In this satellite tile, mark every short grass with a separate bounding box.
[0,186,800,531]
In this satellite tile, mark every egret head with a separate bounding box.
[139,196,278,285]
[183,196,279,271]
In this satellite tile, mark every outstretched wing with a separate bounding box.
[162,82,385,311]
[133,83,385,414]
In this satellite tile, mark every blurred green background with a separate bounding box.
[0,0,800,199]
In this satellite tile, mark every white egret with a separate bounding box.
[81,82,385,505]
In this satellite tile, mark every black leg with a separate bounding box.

* * * * * * * * *

EXERCISE – Rewrite the stretch of the listing from the line containing "In this satellite tile, mark every blurred" through the end as a numbered list, with blank lines left out.

TASK ANSWER –
1. In this satellite tile, mark every blurred green background with a separate bounding box.
2. [0,0,800,199]
3. In this satellite tile, mark every white egret with a separate bounding box.
4. [81,82,385,505]
5. In this satellite tile, mark every black leg with a separate bounding box.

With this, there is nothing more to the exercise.